**TASK INSTRUCTIONS**:
Reproduce the data exactly as given, except for any images.

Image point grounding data
=======

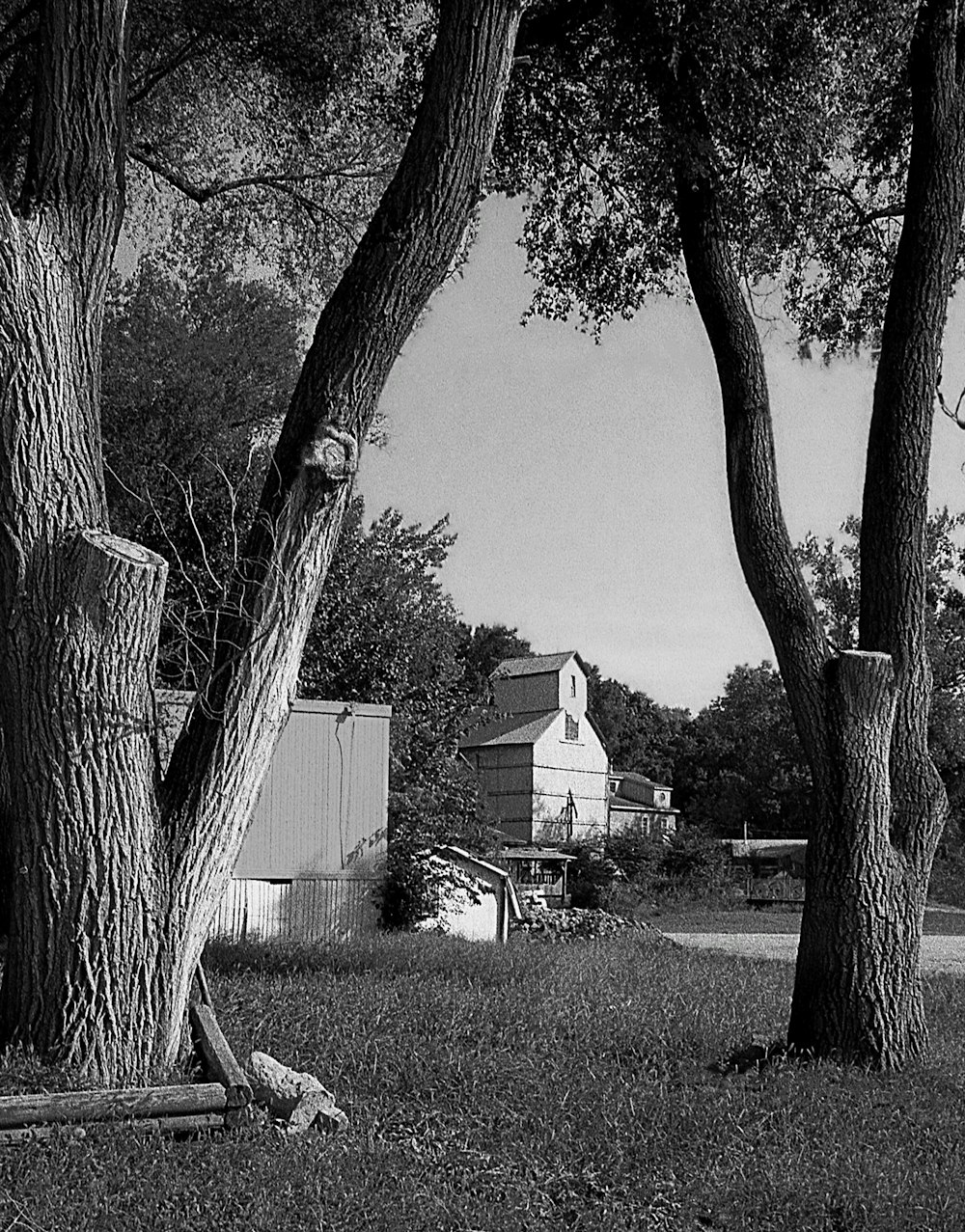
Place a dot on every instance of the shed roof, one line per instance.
(640, 778)
(474, 863)
(510, 729)
(537, 664)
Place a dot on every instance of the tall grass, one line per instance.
(533, 1086)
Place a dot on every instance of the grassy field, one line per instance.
(783, 919)
(534, 1086)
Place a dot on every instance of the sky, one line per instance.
(587, 483)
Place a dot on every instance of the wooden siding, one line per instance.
(307, 910)
(524, 695)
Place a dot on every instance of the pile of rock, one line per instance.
(574, 923)
(296, 1102)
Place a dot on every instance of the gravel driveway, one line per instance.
(939, 954)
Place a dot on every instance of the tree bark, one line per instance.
(862, 717)
(116, 875)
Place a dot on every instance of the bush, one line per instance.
(592, 876)
(695, 860)
(636, 855)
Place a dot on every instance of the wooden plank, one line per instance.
(65, 1107)
(219, 1061)
(194, 1124)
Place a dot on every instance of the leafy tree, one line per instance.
(742, 768)
(819, 150)
(196, 382)
(833, 573)
(640, 734)
(484, 648)
(117, 875)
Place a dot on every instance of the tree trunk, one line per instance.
(116, 876)
(862, 717)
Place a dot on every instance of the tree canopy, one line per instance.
(196, 382)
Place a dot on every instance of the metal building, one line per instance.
(314, 854)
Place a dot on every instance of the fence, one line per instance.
(314, 908)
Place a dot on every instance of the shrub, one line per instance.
(636, 855)
(592, 876)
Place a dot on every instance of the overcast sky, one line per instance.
(587, 483)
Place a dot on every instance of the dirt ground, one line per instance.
(939, 954)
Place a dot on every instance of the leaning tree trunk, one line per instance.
(877, 750)
(116, 875)
(79, 609)
(862, 716)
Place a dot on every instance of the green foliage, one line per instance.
(634, 868)
(533, 1086)
(484, 648)
(263, 136)
(386, 632)
(742, 764)
(804, 117)
(591, 877)
(640, 734)
(196, 379)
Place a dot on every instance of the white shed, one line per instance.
(483, 913)
(317, 841)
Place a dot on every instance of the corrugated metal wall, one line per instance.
(308, 862)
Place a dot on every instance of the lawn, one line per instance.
(783, 919)
(534, 1086)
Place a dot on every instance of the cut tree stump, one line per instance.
(219, 1062)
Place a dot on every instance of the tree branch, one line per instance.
(763, 543)
(284, 182)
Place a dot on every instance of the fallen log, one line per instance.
(138, 1103)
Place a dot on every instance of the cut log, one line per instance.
(293, 1097)
(61, 1108)
(195, 1124)
(219, 1062)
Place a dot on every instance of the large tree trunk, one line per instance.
(116, 876)
(862, 716)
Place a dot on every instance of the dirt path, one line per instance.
(939, 954)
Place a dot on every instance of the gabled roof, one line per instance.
(537, 666)
(639, 778)
(511, 729)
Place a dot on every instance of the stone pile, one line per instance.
(294, 1100)
(574, 923)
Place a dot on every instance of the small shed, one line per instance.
(542, 763)
(538, 870)
(640, 806)
(483, 913)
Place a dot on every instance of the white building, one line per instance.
(543, 764)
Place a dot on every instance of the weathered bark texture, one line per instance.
(862, 716)
(116, 875)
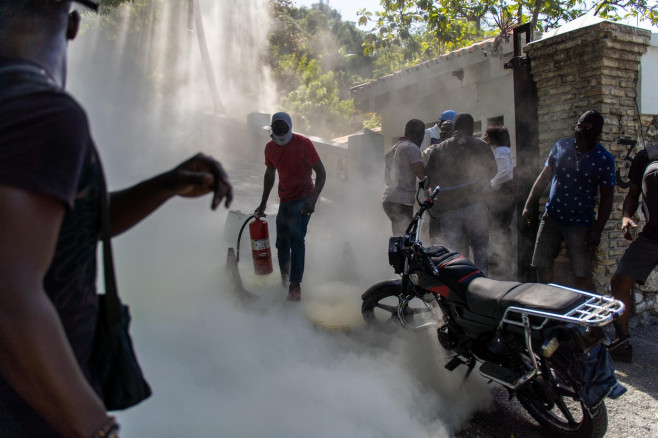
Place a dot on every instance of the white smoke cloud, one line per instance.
(219, 368)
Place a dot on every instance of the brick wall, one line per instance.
(595, 67)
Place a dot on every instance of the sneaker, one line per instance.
(622, 352)
(294, 292)
(621, 340)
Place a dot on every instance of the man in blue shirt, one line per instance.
(577, 168)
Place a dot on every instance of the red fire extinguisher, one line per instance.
(260, 246)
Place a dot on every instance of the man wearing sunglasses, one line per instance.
(51, 186)
(294, 158)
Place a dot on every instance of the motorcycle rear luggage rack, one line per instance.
(596, 311)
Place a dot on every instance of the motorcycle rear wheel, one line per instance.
(556, 406)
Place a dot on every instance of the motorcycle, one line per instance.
(543, 343)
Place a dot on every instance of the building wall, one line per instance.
(595, 67)
(471, 80)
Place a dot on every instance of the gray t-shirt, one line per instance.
(400, 175)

=======

**EXERCISE OUTPUT**:
Place a dot on every instance of the shed roof, one line per instance.
(640, 778)
(474, 863)
(510, 729)
(537, 664)
Place a dot on every instance of the tall grass, one line per instance.
(533, 1086)
Place a dot on every instance of the grassy field, one line per instance.
(783, 919)
(534, 1086)
Place a dot on every instance of the sky, one line per instance.
(587, 483)
Place a dot on every instance of the wooden siding, one line per instance.
(307, 910)
(524, 695)
Place a dot on every instance of the pile of rock, one line per instance.
(574, 923)
(296, 1102)
Place a dot on every instance of the gravel driveway, one line per instance.
(939, 954)
Place a dot on every instance of the tree bark, one line per instance.
(862, 717)
(116, 875)
Place a dot on every instance of the bush, one line per instance.
(592, 876)
(695, 860)
(636, 855)
Place a dot on every instance of the wooden plank, one line per instance.
(65, 1107)
(219, 1061)
(194, 1124)
Place a dot on every instance of the leafy tree, one line per instance.
(742, 768)
(819, 150)
(196, 382)
(833, 573)
(640, 734)
(484, 648)
(117, 875)
Place a dot on every instance of the tree trunk, one line per instance.
(116, 876)
(862, 717)
Place a dot on every instance of the tree canopy, one line per instance.
(196, 382)
Place a dot on every instance of the metal building, one line per instance.
(314, 854)
Place a dot on every instance of the fence, one line per instance.
(314, 908)
Place a dot on every instance of the shrub, one line per instance.
(636, 855)
(592, 876)
Place a dot on every instance of the overcast sky, one line per instance.
(587, 483)
Place a dot on every instance of the dirt ground, one line per instance.
(939, 954)
Place a dot on every instance of the leaning tree trunk, one line per instance.
(877, 750)
(116, 875)
(79, 609)
(862, 716)
Place a dot on every instance of the green foliage, one line per instance.
(634, 868)
(533, 1086)
(484, 648)
(263, 136)
(386, 632)
(742, 764)
(804, 117)
(591, 877)
(640, 734)
(196, 379)
Place a dot on every instance of the white shed, one line per instance.
(483, 913)
(317, 841)
Place a dot on every instance of the corrugated metal wall, one line per instance.
(308, 862)
Place a dot on every instance of the lawn, one line per instance.
(783, 919)
(534, 1086)
Place a dot on every instance of the cut tree stump, one line per instance.
(219, 1062)
Place a dot on every instance of the tree branch, one line per instance.
(763, 543)
(284, 182)
Place a dot on every instance of the fallen log, one line per instance.
(138, 1103)
Place a dot on every instance of the cut log, one line per instance.
(293, 1097)
(61, 1108)
(195, 1124)
(219, 1062)
Place a dot on every instance of the large tree trunk, one line per instance.
(116, 876)
(862, 716)
Place a dot on every instance of the dirt path, one line per instance.
(939, 954)
Place a dot on every instance of the gabled roof, one line per instance.
(537, 666)
(639, 778)
(511, 729)
Place a dot on every instance of the stone pile, one line per instance.
(294, 1100)
(574, 923)
Place a dot on every instance of the small shed, one line per instance.
(542, 763)
(538, 870)
(640, 806)
(483, 913)
Place a dot on every instance of the white building, one line per instance.
(543, 764)
Place a dot on every instance of the weathered bark texture, one line per instance.
(862, 716)
(116, 875)
Place a dot on every instance of the white smoke cloud, one line per instance.
(219, 368)
Place a dot on every instance of the brick wall, one line per instance.
(595, 67)
Place a dot on every instance of the sneaker, one line per instance.
(622, 352)
(294, 292)
(621, 340)
Place a dot on every instance of the man in blue shirt, one line per instance.
(577, 168)
Place a dot on every instance of the red fire extinguisher, one line per instance.
(260, 246)
Place a dot on every instance of the man wearing sunglasses, one line per instance.
(51, 186)
(294, 158)
Place a dot on every instance of the motorcycle rear luggage rack, one line per instance.
(596, 311)
Place a dot on every instance of the motorcycle rear wheel, one line per instance.
(556, 406)
Place a dot on every instance of the motorcycle, one line per instance.
(543, 343)
Place a dot on every instance of the building wall, one line per instance.
(595, 67)
(471, 80)
Place a dot on every instance of the gray t-shirt, one line per instance.
(400, 175)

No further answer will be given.